## Document:
Part 31
Our presence here has made this day possible. There would have been no Decoration Day had the American kidnappers left us in Africa--our fatherland. The world must, therefore, hear from us upon these special occasions. So, like other elements of the population, we come to-day to make our annual report. We come, in company with the others, to review the past, to study the present, and, if possible, to forecast the future. In measuring the progress of any successful commercial enterprise, the mode of procedure is to compare beginnings with balance-sheets. Commercially speaking, it is to take an inventory. What, therefore, is true of any commercial enterprise is equally true of races and individuals. The _modus operandi_ is the same. In fact, we proceed by comparing beginnings with beginnings; environments with environments, and the advantages and disadvantages of the past and present. This is the mode by which the progress of a race or the attainments of an individual must be measured, and the Negro race offers no exception to this rule.
It was Wendell Phillips, one of America's greatest statesmen, jurists, and orators, who said in that marvellous lecture on Toussaint L'Ouverture--beyond doubt the greatest military genius of the nineteenth century--that there are two ways by which Anglo-Saxon civilization measures races. First, by the great men produced by that race; secondly, by the average merit of the mass of that race. In support of the first he bravely summoned to his presence, from the regions of the dead, the immortal Bacon, Shakespeare, Hampden, Hancock, Washington, and Franklin, offering them as stars, who, in their day, had lent lustre in the galaxy of history. And with equal pride he gloried in the average merit of Anglo-Saxon blood, since it first streamed from its German home, in support of the contention of the second way.
As a race, we shall offer no objection to this principle of judgment. In fact, we cannot even if we so desired. We shall, therefore, accept it without any reluctance. We think it is a good principle upon which to base a judgment. The only consideration we demand, in connection with it, is that the white American, in his judgment of the Afro-American, shall strictly observe the rule which the race he represents has set for itself; that is to say, let him measure our race by the great and useful men it has produced, since the immortal Abraham Lincoln issued that Proclamation, whose fiftieth anniversary we celebrate to-day, giving freedom to four and one-half millions of human beings. Let him measure us by the average merit of Afro-American blood, since it first streamed from the land of the Pharaohs, whose wills were inscribed in hieroglyphics--long before Ph[oe]nicia invented the alphabet; long before the conquest of Alexander the Great had enabled Eratosthenes and Appollodorus to construct their synchrony of Egyptian antiquity; long before the construction of the Pyramids (those silent but eloquent tributes to the grandeur and majesty of the African intellect) had proclaimed the immortality of the soul.
Our record in this country, Mr. Chairman, must begin with the Emancipation period. The Emancipation is our birthday. Mankind, therefore, in measuring our progress, must, in order to be just, make Emancipation its starting point. Previous to that period we were like the earth in its primeval condition, as described by Moses, the great Lawgiver, in the Book of the Generations; namely, that the "Earth was without form, and void, and darkness was upon the face of the deep." So, too, were we before the issuance of the Emancipation Proclamation; we were without national form; void of civic rights; and moral and intellectual darkness covered the minds and souls and spirits of the race.

## To do:
Answer these questions using the address above.
1. According to Wendell Phillips, what are the two ways Anglo-Saxon civilization measures races?
2. How many human beings did the Proclamation free?
3. What does the address call the race's birthday?

(Excerpts of location labeling data)
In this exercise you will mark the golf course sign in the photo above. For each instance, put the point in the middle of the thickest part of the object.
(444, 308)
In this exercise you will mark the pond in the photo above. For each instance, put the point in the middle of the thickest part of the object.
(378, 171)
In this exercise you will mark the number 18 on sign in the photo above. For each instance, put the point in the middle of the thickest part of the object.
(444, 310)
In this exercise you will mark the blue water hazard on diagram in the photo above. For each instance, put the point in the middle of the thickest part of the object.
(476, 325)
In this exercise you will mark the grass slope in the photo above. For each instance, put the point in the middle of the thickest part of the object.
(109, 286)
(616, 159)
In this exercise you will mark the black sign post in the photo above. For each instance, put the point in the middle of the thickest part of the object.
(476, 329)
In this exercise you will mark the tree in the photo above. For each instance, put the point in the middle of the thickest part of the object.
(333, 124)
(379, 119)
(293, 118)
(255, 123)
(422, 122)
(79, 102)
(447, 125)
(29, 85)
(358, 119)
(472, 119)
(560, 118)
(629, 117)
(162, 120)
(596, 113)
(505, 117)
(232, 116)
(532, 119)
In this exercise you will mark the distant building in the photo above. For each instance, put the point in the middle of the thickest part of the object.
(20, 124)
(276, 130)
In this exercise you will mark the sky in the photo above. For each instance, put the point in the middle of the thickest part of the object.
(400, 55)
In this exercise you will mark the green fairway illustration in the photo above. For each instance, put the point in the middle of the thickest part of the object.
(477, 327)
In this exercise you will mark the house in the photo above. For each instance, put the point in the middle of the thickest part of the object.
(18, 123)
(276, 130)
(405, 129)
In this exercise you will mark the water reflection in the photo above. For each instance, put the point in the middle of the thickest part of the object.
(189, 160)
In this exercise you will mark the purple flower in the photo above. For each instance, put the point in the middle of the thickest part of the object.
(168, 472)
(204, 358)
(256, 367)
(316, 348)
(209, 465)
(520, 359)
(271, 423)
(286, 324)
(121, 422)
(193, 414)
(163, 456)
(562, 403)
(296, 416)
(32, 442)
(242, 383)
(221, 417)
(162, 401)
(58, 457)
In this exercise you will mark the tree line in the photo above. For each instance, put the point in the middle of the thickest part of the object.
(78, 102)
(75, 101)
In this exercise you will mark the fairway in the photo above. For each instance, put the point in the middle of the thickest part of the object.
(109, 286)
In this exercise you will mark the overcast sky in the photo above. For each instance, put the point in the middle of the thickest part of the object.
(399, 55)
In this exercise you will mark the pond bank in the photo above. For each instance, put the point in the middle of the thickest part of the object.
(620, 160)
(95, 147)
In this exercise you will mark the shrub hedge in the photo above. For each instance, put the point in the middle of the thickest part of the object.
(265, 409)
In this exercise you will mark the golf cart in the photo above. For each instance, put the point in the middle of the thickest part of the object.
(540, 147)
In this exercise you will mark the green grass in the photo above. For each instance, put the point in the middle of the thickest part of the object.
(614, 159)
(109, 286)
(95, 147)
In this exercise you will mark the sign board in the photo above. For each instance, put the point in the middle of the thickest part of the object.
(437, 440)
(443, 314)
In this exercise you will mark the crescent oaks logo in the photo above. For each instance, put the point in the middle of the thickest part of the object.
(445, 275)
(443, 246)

## Result of this exercise:
1. It measures races first by the great men that race produced, and second by the average merit of the mass of that race.
2. It freed four and one-half millions of human beings.
3. It calls the Emancipation the race's birthday.